**Excerpt provided**
--- Begin ---

Knowing all this I made a decision. I bought the digital version that first weekend and would live with the consequences. Little did I know that Activision didn’t send the review code to publication on the day of release, therefore ensuring that no-one, at all, would speak negatively about their game. They didn’t even attempt to pay Streamers of Youtubers to review it.

When the reviews started coming in, it was tragic news – unanimously the critics all found it to be absolute shite. To be fair the reasons included nothing that I wasn’t aware of through my game time (although many of these reviewers experienced issues 100 times worse than what I did). While they wouldn’t have put me off (being a massive THPS fan), I would’ve waited until the price had dropped.

THPS5 Metacritic

Well, fuck!

The initial lack and ultimately the wholly negative reviews really impacted the sales of the game though and although figures do not get released it never appeared in the UK charts. I think that this case-study shows that reviews do have a profound effect on the buyer, but this case also threw up another interesting question revolving around reviews.

How trustworthy are reviews?

--- End ---

**What this exercise asks**
• a. In the THPS5 passage, switch "buyer" to "player" and write out everything from "Well, fuck!" down to "revolving around reviews.".
• b. According to the THPS5 passage, what did Activision not do on the day of release?
The rows that follow are separate material, apart from the THPS5 passage.

**Stored records**
--- Begin ---

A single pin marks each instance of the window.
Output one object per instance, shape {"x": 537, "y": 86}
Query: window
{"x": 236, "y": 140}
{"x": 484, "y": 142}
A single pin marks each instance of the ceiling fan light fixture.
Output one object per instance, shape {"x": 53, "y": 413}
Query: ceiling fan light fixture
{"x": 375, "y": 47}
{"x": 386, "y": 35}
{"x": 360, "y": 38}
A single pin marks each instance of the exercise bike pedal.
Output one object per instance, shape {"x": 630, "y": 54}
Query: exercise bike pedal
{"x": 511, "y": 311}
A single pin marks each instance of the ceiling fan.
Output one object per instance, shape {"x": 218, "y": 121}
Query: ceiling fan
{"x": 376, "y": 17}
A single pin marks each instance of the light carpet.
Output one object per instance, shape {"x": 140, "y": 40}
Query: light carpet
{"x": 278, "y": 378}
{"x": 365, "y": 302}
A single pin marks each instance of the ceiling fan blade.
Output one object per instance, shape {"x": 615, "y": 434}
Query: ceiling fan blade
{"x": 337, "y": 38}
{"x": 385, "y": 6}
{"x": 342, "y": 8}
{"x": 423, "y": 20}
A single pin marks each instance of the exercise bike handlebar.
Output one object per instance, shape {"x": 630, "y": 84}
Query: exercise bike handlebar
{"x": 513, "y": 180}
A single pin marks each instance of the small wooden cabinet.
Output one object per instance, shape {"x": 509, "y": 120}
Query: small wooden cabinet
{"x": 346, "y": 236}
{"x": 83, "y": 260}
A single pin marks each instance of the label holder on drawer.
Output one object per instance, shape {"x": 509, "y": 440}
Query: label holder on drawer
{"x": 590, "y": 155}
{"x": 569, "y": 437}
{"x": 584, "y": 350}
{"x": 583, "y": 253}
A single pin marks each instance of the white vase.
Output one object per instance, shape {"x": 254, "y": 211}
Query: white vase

--- End ---

**Responses**
• a.
Well, fuck!

The initial lack and ultimately the wholly negative reviews really impacted the sales of the game though and although figures do not get released it never appeared in the UK charts. I think that this case-study shows that reviews do have a profound effect on the player, but this case also threw up another interesting question revolving around reviews.

• b. Activision didn't send the review code to publication on the day of release.